Provided text

________________________

# Betta Tribute



## rubinthebetta (Oct 9, 2012)

If anybody's interested, I'm going to do a betta tribute. Basically, I will take all the photos you submit and I make it into a slideshow. When you submit a photo, please have the deceased betta's name and, of course, the picture. There are 15 slots and I will post the finished product here.


----------



## shawnee (Jan 23, 2013)

*ikool*

kool


----------



## rubinthebetta (Oct 9, 2012)

So, do you want to submit a photo?


----------



## bryzy (Nov 3, 2012)

I do! I'm sorry but you will have to got to my albums and find Posiedon.


----------



## eatmice2010 (Jan 1, 2013)

I couldn't choose between these two


----------



## rubinthebetta (Oct 9, 2012)

Alright! I'll start on the tribute when I get home and get Pumpkin Cheesecake settled in. (Yes, I got another betta. :-D And yes, he will be adoptable soon.)


----------



## bryzy (Nov 3, 2012)

So did you get my pic?


----------



## rubinthebetta (Oct 9, 2012)

I have the pics, but I'm not able to start now as I'm at a community group.


----------



## emeraldmaster (Sep 6, 2012)

This is Red, he passed away after enduring things such as torn fins, then fin biting. He survived three rockslides in my tank. He survived Swim Bladder Dissorder, ny fault he was my first fish so he was doomed from the start! On top of it all, he survived me!


----------



## rubinthebetta (Oct 9, 2012)

Slots:

*1.*bryanacute
*2.*eatmice2010
*3.*emeraldmaster


*Edit:*eatmice2010, what is the betta's name? I need that in order to do the tribute.


----------



## eatmice2010 (Jan 1, 2013)

Its July


----------



## rubinthebetta (Oct 9, 2012)

eatmice2010 said:


> Its July


I thought you still had July. :-?


----------



## eatmice2010 (Jan 1, 2013)

Oh no this is literally a memorial, i feel so stupid, Sorry,i will post my last betta i had his name was Pearl


----------



## bryzy (Nov 3, 2012)

Haha eatmice. We ALL make mistakes like that.


----------



## rubinthebetta (Oct 9, 2012)

eatmice2010 said:


> Oh no this is literally a memorial, i feel so stupid, Sorry,i will post my last betta i had his name was Pearl


It's fine, no worries. Like bryana said, we all make mistakes like that.


----------



## rubinthebetta (Oct 9, 2012)

Anybody? This tribute has 12 more spots just waiting....


----------

________________________

Supplied data
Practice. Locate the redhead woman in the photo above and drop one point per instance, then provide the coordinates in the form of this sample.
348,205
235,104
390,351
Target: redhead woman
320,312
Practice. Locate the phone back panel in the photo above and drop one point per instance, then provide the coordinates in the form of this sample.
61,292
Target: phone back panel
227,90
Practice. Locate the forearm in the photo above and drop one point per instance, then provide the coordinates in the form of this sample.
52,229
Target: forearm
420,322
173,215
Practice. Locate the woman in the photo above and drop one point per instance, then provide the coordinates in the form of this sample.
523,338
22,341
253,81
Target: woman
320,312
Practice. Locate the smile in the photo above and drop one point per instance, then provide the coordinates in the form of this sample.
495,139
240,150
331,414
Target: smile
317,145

________________________

Exercise requirements
Set down, word for word, the part of the betta tribute thread between "# Betta Tribute" and "finished product here.", inclusive.

Solution for this problem
# Betta Tribute



## rubinthebetta (Oct 9, 2012)

If anybody's interested, I'm going to do a betta tribute. Basically, I will take all the photos you submit and I make it into a slideshow. When you submit a photo, please have the deceased betta's name and, of course, the picture. There are 15 slots and I will post the finished product here.